## What this task involves
Below are records. Copy every line with "parsley" in it.

## Records
BEGIN

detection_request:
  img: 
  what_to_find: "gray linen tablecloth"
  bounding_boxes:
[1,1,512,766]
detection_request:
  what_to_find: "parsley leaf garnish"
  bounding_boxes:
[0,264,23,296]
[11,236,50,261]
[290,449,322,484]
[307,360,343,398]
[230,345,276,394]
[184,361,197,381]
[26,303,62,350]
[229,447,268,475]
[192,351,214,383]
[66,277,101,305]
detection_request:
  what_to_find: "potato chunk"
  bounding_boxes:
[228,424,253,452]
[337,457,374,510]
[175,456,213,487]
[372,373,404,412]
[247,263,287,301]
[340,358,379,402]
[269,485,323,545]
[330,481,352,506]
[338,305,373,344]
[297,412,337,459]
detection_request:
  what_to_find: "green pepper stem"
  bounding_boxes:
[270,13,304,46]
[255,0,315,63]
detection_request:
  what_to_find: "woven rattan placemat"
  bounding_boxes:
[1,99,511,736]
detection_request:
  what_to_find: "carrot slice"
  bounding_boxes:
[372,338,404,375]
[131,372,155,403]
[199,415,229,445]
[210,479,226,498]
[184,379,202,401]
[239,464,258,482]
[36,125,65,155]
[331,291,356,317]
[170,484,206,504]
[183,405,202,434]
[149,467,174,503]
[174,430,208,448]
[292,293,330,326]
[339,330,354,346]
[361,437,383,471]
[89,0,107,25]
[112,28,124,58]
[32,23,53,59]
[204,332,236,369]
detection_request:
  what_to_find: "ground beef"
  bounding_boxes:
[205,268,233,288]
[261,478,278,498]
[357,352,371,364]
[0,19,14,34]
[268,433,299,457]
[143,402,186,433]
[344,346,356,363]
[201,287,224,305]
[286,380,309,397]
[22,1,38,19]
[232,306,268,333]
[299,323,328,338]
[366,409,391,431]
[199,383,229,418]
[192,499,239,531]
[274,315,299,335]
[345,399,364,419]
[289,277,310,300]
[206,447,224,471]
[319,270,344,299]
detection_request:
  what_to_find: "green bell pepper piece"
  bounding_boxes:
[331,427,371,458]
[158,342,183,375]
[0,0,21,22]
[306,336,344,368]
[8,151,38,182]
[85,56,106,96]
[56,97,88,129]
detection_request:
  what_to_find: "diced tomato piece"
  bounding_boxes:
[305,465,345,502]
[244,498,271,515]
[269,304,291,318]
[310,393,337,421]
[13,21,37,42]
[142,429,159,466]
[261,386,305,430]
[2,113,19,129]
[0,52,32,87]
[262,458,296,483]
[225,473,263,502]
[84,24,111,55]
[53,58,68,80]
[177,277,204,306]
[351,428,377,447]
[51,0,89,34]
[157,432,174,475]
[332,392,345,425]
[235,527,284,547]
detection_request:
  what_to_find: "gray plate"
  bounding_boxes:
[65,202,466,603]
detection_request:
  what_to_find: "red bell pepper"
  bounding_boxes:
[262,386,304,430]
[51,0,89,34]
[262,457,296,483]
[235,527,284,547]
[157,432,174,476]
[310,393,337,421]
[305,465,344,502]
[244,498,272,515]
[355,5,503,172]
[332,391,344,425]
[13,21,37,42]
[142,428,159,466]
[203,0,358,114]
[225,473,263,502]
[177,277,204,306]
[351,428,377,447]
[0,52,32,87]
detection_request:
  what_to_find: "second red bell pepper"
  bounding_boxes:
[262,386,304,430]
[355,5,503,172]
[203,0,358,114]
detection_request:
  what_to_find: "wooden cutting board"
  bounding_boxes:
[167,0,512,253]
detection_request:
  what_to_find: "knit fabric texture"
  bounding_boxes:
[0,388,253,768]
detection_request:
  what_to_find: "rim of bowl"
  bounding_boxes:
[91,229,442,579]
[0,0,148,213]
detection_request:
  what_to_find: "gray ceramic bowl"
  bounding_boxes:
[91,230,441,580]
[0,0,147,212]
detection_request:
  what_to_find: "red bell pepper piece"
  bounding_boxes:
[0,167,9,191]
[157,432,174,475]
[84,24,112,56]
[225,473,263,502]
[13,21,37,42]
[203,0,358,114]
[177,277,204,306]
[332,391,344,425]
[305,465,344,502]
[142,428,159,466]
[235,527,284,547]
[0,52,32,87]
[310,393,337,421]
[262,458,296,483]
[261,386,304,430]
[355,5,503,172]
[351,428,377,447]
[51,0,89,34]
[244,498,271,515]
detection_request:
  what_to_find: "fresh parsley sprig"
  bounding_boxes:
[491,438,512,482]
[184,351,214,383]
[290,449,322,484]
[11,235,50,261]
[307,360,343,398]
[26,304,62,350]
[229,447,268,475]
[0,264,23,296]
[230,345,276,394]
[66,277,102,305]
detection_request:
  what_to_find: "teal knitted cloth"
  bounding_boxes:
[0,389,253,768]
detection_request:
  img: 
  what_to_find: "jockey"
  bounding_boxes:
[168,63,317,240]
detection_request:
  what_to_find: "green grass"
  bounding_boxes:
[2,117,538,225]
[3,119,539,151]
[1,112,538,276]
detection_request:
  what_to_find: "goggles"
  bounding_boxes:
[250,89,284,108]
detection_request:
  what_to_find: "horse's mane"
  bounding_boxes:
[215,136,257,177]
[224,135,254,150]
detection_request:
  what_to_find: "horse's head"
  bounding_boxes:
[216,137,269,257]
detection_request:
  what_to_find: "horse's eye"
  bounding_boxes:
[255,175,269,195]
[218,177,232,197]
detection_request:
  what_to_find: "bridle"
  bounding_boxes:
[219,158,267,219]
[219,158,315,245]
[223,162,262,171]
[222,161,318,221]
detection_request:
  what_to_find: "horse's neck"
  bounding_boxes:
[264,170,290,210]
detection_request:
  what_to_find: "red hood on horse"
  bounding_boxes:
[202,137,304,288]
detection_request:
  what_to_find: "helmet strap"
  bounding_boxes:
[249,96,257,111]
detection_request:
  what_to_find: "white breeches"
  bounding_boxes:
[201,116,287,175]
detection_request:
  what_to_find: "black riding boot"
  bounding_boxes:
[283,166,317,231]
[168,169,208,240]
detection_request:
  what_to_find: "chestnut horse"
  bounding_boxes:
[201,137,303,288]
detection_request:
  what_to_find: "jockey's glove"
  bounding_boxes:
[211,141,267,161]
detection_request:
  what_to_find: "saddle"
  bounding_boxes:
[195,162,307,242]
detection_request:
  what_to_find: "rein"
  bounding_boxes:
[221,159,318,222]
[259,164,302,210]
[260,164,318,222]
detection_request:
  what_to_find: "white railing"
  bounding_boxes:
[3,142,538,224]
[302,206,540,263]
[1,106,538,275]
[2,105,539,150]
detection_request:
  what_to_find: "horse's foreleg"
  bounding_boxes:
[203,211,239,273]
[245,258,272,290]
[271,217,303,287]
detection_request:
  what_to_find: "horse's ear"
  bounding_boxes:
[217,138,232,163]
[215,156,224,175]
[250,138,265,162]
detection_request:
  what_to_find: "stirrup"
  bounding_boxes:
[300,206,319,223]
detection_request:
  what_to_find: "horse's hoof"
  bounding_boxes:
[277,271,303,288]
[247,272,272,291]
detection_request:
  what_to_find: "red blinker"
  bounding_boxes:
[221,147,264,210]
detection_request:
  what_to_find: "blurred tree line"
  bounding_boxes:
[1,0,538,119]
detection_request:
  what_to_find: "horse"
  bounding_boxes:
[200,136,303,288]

END
BEGIN

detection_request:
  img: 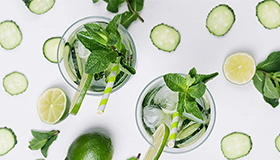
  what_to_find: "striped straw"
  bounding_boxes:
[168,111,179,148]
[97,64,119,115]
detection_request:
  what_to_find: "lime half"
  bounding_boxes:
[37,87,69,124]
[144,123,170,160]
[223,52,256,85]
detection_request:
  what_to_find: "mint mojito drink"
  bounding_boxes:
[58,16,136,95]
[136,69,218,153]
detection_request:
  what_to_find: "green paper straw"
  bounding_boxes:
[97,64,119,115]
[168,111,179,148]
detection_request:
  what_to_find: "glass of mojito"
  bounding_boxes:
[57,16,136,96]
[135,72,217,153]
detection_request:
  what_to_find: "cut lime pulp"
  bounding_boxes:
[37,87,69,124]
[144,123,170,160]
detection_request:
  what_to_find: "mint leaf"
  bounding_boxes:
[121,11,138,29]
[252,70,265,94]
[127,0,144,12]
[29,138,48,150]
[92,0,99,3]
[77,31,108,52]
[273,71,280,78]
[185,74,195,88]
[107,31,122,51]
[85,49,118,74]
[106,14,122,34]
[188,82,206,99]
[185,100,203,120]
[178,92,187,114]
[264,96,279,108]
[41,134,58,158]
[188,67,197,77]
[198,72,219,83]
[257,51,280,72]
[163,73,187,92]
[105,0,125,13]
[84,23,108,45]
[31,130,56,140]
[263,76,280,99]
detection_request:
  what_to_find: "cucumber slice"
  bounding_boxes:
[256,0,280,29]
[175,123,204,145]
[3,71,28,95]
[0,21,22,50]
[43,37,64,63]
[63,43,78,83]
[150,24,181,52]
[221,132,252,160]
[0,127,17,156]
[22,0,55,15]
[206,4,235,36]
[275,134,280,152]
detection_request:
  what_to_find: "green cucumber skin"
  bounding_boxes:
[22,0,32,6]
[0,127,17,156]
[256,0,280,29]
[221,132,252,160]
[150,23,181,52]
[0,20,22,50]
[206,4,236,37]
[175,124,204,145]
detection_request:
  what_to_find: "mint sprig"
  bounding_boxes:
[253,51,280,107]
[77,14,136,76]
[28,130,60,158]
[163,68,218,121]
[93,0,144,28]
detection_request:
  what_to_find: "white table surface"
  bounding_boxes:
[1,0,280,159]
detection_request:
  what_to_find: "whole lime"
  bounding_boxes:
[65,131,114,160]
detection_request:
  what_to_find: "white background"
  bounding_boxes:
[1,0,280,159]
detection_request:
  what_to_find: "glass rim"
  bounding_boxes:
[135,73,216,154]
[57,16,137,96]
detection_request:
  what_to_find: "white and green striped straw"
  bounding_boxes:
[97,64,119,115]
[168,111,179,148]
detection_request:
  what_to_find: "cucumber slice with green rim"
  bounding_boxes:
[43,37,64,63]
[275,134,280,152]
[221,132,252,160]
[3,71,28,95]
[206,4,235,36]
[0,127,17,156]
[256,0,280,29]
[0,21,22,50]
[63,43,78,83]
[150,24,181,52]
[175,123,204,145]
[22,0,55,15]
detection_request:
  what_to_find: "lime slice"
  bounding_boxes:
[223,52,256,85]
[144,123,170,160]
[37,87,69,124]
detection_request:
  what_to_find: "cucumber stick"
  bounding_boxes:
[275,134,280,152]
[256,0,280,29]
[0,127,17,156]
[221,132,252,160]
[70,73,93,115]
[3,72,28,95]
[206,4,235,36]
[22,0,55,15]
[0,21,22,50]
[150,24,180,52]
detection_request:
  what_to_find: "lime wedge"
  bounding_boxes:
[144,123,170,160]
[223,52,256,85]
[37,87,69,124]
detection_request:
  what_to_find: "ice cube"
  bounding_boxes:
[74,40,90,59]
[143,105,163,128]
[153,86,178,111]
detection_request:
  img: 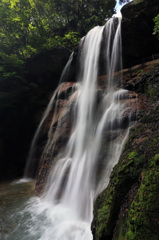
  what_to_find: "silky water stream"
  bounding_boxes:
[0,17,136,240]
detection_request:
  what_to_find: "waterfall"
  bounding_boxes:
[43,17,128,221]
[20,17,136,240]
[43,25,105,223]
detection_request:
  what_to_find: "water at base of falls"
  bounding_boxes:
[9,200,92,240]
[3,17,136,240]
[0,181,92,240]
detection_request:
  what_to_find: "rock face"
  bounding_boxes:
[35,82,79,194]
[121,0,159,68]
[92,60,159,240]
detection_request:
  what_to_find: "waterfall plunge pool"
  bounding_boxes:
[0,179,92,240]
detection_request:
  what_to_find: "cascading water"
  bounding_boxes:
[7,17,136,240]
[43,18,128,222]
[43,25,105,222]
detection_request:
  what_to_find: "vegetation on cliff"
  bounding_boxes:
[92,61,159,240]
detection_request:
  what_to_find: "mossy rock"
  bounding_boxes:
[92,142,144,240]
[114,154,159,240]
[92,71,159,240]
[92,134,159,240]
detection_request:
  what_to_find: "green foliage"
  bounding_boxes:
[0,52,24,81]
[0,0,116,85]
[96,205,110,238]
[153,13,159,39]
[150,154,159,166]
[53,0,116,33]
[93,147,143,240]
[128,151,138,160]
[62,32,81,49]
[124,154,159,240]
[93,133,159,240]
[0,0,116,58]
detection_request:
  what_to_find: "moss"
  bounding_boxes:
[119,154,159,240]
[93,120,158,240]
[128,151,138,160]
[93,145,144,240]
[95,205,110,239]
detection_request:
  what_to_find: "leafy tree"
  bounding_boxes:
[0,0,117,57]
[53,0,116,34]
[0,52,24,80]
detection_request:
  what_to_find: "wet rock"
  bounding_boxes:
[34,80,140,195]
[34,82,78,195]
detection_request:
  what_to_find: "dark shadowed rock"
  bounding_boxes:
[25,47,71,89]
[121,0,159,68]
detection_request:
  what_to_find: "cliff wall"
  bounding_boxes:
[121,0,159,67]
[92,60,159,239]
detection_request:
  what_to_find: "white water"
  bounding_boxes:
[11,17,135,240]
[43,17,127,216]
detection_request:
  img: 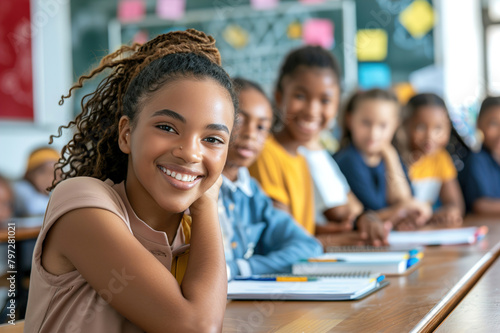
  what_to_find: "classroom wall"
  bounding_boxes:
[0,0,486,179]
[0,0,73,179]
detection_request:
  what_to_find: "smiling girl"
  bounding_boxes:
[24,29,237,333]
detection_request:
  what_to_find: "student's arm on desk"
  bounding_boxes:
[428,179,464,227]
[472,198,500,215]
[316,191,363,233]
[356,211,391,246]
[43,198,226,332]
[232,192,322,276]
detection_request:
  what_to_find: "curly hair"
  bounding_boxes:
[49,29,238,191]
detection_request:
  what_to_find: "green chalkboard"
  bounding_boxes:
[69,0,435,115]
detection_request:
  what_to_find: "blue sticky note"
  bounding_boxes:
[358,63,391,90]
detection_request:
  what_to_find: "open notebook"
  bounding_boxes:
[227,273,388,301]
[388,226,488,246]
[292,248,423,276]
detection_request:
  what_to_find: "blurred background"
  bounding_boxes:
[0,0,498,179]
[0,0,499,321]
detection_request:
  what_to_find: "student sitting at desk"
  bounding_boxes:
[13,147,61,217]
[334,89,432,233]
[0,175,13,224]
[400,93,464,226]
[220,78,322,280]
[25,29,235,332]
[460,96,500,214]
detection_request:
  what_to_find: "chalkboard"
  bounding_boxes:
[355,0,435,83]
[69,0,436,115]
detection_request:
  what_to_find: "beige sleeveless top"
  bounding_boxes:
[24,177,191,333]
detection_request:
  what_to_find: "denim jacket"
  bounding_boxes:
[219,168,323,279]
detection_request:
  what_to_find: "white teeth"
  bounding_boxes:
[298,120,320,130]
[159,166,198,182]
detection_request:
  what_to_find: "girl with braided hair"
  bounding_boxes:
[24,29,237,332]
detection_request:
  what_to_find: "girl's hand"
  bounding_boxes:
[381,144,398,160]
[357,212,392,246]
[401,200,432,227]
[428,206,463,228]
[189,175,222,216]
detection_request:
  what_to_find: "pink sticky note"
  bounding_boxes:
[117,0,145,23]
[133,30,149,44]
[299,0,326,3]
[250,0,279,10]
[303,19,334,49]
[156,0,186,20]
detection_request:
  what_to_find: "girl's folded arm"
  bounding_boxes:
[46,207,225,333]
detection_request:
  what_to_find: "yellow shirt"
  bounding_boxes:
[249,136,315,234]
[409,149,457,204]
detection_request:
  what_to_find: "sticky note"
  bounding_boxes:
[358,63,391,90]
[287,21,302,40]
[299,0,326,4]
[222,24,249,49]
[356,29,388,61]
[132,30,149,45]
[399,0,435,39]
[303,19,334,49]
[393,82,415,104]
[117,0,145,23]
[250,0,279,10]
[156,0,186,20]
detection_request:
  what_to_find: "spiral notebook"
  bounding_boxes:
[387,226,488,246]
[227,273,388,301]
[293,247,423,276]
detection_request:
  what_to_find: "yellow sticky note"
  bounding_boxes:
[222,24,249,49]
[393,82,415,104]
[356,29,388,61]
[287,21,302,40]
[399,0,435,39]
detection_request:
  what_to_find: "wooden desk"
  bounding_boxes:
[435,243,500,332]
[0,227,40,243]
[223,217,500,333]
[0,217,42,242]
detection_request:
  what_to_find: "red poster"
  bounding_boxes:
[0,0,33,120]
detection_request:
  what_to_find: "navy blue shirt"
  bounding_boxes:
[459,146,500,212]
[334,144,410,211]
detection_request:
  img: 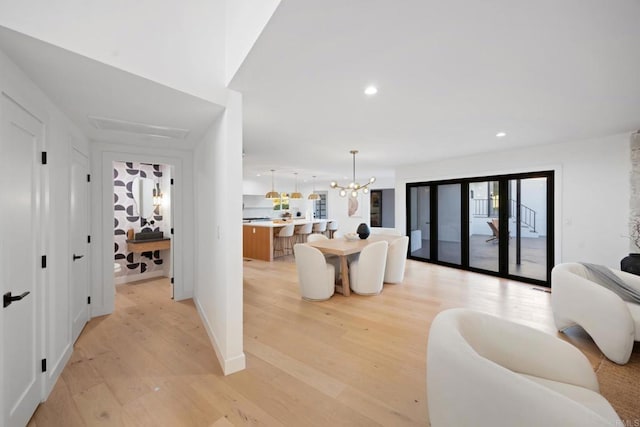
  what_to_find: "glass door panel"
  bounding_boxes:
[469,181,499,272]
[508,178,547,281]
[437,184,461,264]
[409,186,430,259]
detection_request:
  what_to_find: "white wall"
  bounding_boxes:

END

## Exercise response
  what_to_find: "parsley leaf garnish"
  what_to_find: "fresh parsley sprig"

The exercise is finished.